**GOAL:**
Continue the forum thread below about a PHP regular expression, picking up right after its final line.

Pity it won't be used though. Can't expect everyone to appreciate one's logic, I guess  : \
0
 
käµfm³d 👽Commented:
Good luck Terry and Ray...  I'm hanging up the gloves  = )
0
 
Ray PaseurCommented:
@kaufmed: Spot on.

@areyouready344: Computer programming is an activity that requires clarity of thought and precision in execution.  You have to get the ideas into data and code in a way that will behave predictably.  In this matter, PHP is not your friend at all because it is highly permissive of sloppy programming and it hides important things from the programmer, such as accidental reliance on undefined variables.  If PHP is your only programming language you might want to consider studying something a little more structured.  And don't be impatient with yourself as you learn.  Rome was not built in a day.  This article explains what you are up against.
http://norvig.com/21-days.html

Anyway, you've gotten some working answers and hopefully some good ideas about how this kind of thing is usually done when time is money and accuracy matters.  Best of luck with your project, ~Ray
0
 
Ray PaseurCommented:
Me, too.  Over and out, ~Ray
0
 
Terry WoodsIT GuruCommented:
kaufmed, I agree that a replace is probably a more elegant solution, and avoids mucking around with an array as a result. The author didn't seem comfortable to change much from his original code though - either will work in the long run.

I often feel it's overkill with 2-3 experienced experts working on the same problem, but thanks to my timezone I'm not awake to answer most of the EE questions, so I have to be pretty competitive to pick up some points (even if it feels like I'm butting in on another expert's progress at times!)... on the positive side though, the competition sharpens both my technical skills and my ability to interpret and explain. So thanks, to you and Ray!
0
 
areyouready344Author Commented:
The name of this webstie says Expert so I was hoping an expert can look at the problem from my point of view.

When I use the following code below it works:


preg_match("/(?:\d+\.)?\s*test1?\s*(.*)-(.*)/",$string,$matches);
echo $matches[1] . " " . $matches[2];

against this line:

1. test1 dkdkd- dkdkd

output:

dkdkd- dkdkd

Why when I use this code below it does not work? The only difference is I don't use the () around test1 in the above example and use
it in the example below.

preg_match("/(?:\d+\.)?\s*(?:test1)?\s*(.*)-(.*)/",$string,$matches);

output is:

test1 dkdkd- dkdkd

Why is test1 is being displayed in the second example?


0
 
Terry WoodsIT GuruCommented:
In your first piece of code, with the ? after test1, the ? makes the 1 optional so that test or test1 would be matched.

The second piece of code makes the entire test1 optional, but doesn't capture it. I just retested that second piece of code with your given example, and it works fine for me - test1 is not displayed. Can you please retest? If it still fails, then is it possible there is a special (invisible) character included in the string?
0
 
käµfm³d 👽Commented:
@TerryAtOpus
The author didn't seem comfortable to change much from his original code though - either will work in the long run.

**DATA:**
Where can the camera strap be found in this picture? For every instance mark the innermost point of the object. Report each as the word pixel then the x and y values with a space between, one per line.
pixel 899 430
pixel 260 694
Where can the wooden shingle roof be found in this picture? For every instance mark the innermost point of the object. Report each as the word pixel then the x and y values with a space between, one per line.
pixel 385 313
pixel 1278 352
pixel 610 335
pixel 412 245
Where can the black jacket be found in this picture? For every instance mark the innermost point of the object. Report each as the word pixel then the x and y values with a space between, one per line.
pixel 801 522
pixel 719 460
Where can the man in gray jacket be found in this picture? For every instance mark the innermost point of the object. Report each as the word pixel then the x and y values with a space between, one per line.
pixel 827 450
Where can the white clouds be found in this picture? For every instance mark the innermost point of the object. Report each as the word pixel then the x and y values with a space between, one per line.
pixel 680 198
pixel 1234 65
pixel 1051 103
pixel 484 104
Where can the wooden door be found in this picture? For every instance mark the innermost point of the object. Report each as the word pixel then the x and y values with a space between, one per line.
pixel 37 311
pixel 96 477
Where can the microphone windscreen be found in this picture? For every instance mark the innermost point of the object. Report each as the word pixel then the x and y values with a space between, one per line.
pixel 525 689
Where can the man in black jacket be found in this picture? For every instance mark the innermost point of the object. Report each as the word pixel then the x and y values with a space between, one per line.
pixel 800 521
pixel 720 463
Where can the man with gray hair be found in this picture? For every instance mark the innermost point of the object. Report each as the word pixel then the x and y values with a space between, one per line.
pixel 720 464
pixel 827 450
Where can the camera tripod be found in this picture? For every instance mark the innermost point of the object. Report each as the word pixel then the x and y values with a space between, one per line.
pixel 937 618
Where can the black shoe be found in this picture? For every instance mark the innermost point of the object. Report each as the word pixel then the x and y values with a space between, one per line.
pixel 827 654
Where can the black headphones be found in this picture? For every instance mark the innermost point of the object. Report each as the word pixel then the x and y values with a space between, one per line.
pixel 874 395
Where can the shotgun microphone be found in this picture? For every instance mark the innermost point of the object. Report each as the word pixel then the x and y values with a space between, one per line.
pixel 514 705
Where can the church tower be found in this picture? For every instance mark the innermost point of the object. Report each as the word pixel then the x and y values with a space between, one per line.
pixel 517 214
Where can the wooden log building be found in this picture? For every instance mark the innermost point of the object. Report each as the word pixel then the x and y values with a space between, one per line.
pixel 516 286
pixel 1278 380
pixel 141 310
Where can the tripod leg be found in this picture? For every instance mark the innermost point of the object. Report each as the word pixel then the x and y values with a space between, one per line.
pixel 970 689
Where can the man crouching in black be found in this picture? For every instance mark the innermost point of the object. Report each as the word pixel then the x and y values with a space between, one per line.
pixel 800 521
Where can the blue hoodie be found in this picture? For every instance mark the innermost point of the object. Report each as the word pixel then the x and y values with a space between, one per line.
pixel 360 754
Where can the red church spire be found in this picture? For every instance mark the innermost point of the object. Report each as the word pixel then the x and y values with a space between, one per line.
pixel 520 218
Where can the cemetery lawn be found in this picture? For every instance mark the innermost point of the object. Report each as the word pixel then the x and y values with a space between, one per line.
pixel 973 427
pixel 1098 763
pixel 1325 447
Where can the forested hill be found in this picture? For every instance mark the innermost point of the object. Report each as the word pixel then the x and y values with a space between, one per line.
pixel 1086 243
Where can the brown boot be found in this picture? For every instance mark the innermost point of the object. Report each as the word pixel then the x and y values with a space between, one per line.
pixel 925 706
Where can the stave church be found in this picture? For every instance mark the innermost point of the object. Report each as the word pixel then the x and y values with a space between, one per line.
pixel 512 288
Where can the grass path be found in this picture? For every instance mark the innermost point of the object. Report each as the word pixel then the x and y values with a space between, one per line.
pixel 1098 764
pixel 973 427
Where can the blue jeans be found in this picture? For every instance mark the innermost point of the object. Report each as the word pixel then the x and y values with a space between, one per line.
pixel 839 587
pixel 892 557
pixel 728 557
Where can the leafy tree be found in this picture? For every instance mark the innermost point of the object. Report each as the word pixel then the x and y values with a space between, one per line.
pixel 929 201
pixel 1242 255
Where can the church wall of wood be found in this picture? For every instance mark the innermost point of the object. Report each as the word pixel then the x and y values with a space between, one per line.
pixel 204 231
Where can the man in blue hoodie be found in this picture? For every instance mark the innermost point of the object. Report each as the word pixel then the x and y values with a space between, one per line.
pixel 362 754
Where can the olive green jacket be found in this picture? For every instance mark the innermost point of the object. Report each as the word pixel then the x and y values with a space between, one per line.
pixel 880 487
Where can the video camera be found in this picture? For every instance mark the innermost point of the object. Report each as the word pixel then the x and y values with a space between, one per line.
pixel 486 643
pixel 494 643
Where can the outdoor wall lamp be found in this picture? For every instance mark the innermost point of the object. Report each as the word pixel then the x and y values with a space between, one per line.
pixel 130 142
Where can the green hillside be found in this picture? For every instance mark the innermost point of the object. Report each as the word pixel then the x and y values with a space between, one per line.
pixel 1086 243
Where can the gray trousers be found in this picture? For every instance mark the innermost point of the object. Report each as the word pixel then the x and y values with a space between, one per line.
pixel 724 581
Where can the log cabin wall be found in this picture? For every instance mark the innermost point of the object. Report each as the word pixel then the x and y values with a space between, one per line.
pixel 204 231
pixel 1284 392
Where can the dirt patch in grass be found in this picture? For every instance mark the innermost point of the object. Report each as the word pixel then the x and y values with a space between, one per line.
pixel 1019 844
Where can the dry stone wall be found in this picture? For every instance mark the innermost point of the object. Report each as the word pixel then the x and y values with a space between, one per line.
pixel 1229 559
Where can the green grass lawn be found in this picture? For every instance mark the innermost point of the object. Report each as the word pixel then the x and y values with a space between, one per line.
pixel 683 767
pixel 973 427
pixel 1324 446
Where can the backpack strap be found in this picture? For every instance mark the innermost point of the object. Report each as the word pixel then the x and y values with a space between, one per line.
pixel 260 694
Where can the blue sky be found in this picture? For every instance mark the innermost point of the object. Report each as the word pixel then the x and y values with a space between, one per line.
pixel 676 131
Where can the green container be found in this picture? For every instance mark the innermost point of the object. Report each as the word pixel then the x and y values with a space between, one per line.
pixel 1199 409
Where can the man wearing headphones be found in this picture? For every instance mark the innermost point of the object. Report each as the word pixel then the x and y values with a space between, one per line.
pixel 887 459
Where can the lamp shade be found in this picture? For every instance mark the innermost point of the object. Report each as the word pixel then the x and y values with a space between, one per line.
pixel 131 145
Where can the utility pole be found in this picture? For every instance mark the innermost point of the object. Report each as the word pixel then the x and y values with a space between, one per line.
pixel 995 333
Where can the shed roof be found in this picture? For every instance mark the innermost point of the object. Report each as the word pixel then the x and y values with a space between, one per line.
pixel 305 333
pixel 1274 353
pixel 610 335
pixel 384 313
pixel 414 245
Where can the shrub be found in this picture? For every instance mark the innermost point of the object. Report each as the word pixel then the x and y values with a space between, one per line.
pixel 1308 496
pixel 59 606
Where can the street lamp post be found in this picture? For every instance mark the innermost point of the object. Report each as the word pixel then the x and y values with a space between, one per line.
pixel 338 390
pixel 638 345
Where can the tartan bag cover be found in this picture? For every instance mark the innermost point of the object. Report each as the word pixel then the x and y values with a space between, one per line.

**TASK OUTPUT:**
You and I both know this site is as much about deciphering what problems are as it is posing solutions to said problems. The only things that frustrate me here are when people don't clearly express themselves and when someone ignores a potential solution without so much as questioning the logic or why it may be better or worse than one's own approach--or even saying, "hey, I need to do it this way because [fill-in-the-blank]." I have zero problem with explaining any of my posts; I often neglect an explanation because I find often times people just want a "get-er-done" approach rather than a "teach a man to fish" approach. I know Ray's seen this; I'd have trouble believing you haven't seen it. If someone doesn't understand my approach, all I request is they ask me to explain. Since all of us here are volunteers (i.e. we don't get paid), I think it's a small price to pay to say, "Hey, I didn't quite understand why you went that way. Would you mind clarifying for me?" Also, I LOVE being called out when my logic is incorrect. It gives me a chance to learn from my mistakes...  and I'm wrong quite often. Hell, you've corrected me on a number of occasions, and I love you that much for it (totally platonic, I assure you). I'm here to learn just as much as I am to teach.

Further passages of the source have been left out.